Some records
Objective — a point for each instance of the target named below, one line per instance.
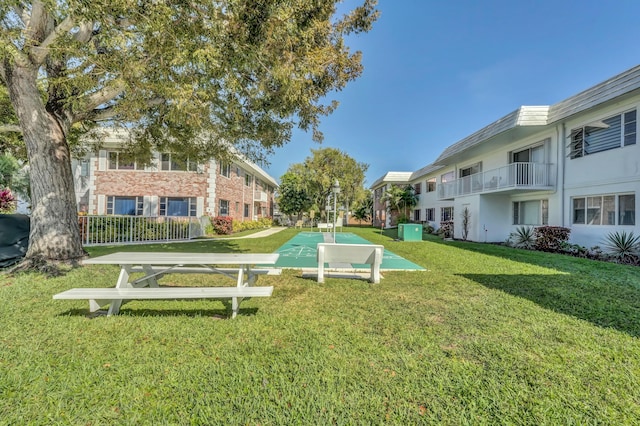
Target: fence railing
(527, 176)
(97, 230)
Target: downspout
(561, 163)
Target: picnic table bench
(341, 254)
(156, 265)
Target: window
(178, 206)
(120, 161)
(132, 206)
(627, 209)
(446, 214)
(610, 133)
(225, 169)
(471, 170)
(534, 212)
(601, 210)
(447, 177)
(224, 208)
(430, 214)
(176, 162)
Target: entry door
(523, 169)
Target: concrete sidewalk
(260, 234)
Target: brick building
(108, 183)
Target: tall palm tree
(400, 198)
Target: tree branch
(102, 96)
(40, 52)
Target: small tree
(364, 210)
(400, 199)
(466, 222)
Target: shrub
(7, 201)
(446, 229)
(623, 247)
(551, 238)
(523, 237)
(222, 225)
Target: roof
(525, 116)
(392, 177)
(425, 171)
(528, 119)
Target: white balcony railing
(260, 197)
(97, 230)
(525, 176)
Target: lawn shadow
(221, 313)
(610, 306)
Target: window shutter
(102, 202)
(102, 160)
(598, 139)
(200, 206)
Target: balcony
(260, 197)
(514, 177)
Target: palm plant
(523, 237)
(623, 246)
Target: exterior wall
(94, 183)
(612, 172)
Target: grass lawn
(488, 335)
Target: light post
(336, 190)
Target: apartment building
(108, 183)
(574, 164)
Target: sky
(437, 71)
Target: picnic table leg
(320, 264)
(235, 304)
(123, 282)
(151, 281)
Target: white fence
(100, 230)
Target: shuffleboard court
(300, 252)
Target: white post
(336, 191)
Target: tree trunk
(55, 234)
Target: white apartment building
(574, 164)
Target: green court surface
(300, 252)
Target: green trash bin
(410, 232)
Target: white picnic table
(239, 266)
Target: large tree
(190, 76)
(322, 169)
(292, 195)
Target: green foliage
(446, 229)
(116, 229)
(222, 225)
(247, 225)
(400, 199)
(623, 246)
(245, 71)
(363, 210)
(466, 222)
(292, 197)
(7, 201)
(551, 238)
(523, 237)
(318, 173)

GOAL
Working from the material above, transcribe it exactly while omitting pictures.

RESULT OF THE TASK
Objective — a point for each instance of the target named below, one line per instance.
Target: fence railing
(527, 176)
(97, 230)
Target: downspout
(561, 163)
Target: picnic table bench
(341, 254)
(156, 265)
Target: window
(178, 206)
(120, 161)
(132, 206)
(627, 209)
(446, 214)
(610, 133)
(225, 169)
(471, 170)
(534, 212)
(601, 210)
(447, 177)
(224, 208)
(430, 214)
(176, 162)
Target: entry door
(523, 169)
Target: concrete sidewalk
(260, 234)
Target: brick building
(108, 183)
Target: tall palm tree
(400, 198)
Target: tree branch
(102, 96)
(40, 52)
Target: small tree
(364, 210)
(400, 199)
(466, 222)
Target: shrub
(7, 201)
(446, 229)
(623, 247)
(551, 238)
(523, 237)
(222, 225)
Target: roof
(525, 116)
(392, 177)
(425, 171)
(528, 119)
Target: white balcony railing
(260, 197)
(97, 230)
(525, 176)
Target: lawn shadow
(221, 313)
(610, 306)
Target: window shutter
(102, 202)
(102, 160)
(598, 139)
(200, 206)
Target: balcony
(260, 197)
(514, 177)
Target: palm plant
(523, 237)
(623, 246)
Target: exterior wall
(94, 183)
(612, 172)
Target: grass lawn
(488, 335)
Target: light post
(336, 190)
Target: apartment building
(108, 183)
(574, 164)
Target: sky
(437, 71)
Target: picnic table leg
(320, 264)
(235, 304)
(123, 282)
(151, 281)
Target: white fence
(100, 230)
Target: shuffleboard court
(300, 252)
Target: white post
(336, 191)
Target: tree trunk
(55, 234)
Target: white apartment building
(574, 164)
Target: green court surface
(300, 252)
Target: green trash bin
(410, 232)
Target: white picnic table
(239, 266)
Target: large tree
(190, 76)
(322, 169)
(292, 195)
Target: green foliage
(446, 229)
(116, 229)
(222, 225)
(247, 225)
(400, 199)
(623, 246)
(245, 71)
(363, 210)
(466, 222)
(292, 197)
(7, 201)
(551, 238)
(523, 237)
(318, 173)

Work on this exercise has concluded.